Closing the gap between transaction functionality and application programming interfaces
I have had a couple of conversations with different prospects and customers around the use of SAP's standard application programming interfaces (API) instead of transaction recordings. The biggest hurdle thus far has been with identification of the BAPI or RFM that is most appropriate to what one wants to do.
BAPI's and RFM's as delivered 'standard' by SAP are a great choice if you want to retain the Microsoft Excel-centric experience. Also good if you want to quickly enable an integration between your SAP system and something external like a web form or an external source like a workbook or small database. The key word here is STANDARD. If you have custom fields or complex user exits, or enhancements to your SAP transaction that are not incorporated into the standard BAPI/RFM, or a Z version of that API, then you will have an incomplete or potentially incomplete process.
The flow logic of your SAP transaction may have business logic within it that the API does not. If however you have implemented the standard SAP system and you're interested in handling some of the quirks of the requirements of that process or sub-process using an API then Winshuttle Direct may be a perfect fit. This is especially true if you are not able to run GUI scripting on your SAP system which is often disabled at the behest of auditors, security, or BASIS.
Some SAP transactions don't work particularly well in batch and non batch mode and therefore have to be recorded using GUI scripting mode. The alternatives are not very elegant, they might involve dozens of specific combination scripts that have to be passed over the same transaction data numerous times with a lot of IF.. statements to trap specific scenarios. While those multi-script, multi-pass activities do lend themselves to consistency, they are inefficient and sometimes manual entry/editing seems more expedient. So what might some of these scenarios for GUI scripting look like?
Well, for starters, look at the screen in the transaction. Is the data laid out in a grid or a table? If it is, does the screen have controls that allow you to search, filter or sort the data? These controls may be rendered as buttons or menu commands but if they exist, they may suggest that you can avoid GUI scripting. When you enter the data as new data, does the table or gird, auto-sort the data or does it simply append the item to the end of the grid or table? Under these circumstances, GUI scripting may be unavoidable. Some common scenarios are the multi-language options in MM02 under additional data.

- _Data rows_
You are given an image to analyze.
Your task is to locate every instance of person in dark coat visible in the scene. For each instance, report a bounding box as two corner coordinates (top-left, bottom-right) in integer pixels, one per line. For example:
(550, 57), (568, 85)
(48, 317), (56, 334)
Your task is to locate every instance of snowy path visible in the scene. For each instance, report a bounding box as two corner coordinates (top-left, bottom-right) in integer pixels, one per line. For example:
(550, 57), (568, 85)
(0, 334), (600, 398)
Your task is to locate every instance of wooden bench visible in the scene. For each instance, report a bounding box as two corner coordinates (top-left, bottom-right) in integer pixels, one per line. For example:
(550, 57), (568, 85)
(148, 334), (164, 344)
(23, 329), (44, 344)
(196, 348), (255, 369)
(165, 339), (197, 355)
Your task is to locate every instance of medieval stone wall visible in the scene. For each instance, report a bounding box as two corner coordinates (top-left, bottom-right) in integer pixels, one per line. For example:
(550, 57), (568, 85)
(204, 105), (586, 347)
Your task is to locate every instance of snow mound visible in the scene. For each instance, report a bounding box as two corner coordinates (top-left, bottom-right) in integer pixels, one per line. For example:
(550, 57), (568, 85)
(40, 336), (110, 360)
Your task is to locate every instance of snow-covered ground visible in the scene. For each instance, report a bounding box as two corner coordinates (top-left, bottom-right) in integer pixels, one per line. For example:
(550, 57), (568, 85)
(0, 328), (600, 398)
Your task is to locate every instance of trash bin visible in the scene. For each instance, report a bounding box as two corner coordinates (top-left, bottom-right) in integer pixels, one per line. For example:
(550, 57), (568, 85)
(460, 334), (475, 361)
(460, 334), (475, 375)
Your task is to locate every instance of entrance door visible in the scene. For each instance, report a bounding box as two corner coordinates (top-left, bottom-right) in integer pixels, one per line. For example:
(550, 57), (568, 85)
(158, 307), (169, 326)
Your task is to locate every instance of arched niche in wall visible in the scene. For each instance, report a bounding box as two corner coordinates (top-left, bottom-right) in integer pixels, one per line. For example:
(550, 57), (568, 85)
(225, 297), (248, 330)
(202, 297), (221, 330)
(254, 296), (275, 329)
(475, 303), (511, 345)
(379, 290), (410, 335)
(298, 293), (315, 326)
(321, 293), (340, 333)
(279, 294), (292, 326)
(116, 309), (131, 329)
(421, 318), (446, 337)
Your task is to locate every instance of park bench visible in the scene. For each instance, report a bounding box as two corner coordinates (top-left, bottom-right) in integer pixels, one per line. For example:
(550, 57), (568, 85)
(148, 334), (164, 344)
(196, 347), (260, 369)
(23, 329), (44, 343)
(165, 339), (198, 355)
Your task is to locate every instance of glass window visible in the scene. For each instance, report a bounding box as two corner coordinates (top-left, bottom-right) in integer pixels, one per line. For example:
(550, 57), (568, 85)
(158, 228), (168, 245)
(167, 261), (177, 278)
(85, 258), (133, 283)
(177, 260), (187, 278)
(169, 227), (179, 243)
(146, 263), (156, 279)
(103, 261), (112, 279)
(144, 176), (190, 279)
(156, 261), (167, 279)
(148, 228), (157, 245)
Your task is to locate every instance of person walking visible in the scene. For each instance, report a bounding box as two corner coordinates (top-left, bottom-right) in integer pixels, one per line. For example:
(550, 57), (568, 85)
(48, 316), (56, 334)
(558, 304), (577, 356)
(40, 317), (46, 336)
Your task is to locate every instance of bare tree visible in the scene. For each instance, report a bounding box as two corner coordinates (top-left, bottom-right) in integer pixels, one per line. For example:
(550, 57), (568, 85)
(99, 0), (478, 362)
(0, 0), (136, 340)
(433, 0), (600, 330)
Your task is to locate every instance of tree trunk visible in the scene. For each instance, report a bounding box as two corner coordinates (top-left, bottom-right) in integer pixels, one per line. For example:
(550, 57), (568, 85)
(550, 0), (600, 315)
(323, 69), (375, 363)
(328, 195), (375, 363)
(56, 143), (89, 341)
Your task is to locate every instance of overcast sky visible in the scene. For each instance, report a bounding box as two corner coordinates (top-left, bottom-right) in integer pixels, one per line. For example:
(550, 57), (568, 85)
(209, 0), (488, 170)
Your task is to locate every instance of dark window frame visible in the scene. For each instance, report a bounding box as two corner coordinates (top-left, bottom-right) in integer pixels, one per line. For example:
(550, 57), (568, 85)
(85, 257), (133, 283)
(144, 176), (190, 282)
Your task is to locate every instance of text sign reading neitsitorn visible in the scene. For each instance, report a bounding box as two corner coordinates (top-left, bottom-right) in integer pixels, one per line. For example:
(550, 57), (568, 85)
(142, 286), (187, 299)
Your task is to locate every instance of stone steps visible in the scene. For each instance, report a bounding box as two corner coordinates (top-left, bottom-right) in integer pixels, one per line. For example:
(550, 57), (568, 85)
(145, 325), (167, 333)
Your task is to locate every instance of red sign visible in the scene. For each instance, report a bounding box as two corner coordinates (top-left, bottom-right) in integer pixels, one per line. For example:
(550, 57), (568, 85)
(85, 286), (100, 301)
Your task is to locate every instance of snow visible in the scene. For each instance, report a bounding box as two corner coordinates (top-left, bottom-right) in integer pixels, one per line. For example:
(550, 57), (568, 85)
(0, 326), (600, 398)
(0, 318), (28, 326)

- _The exercise_
Answer these questions using the text on SAP transactions and application programming interfaces:
1. What has been the biggest hurdle so far in using SAP's standard application programming interfaces instead of transaction recordings?
2. At whose behest is GUI scripting often disabled?
3. Which transaction is named in connection with multi-language options under additional data?
The data is not needed here.

- _Exercise result_
1. Identifying the BAPI or RFM that is most appropriate to what one wants to do.
2. Auditors, security, or BASIS.
3. MM02.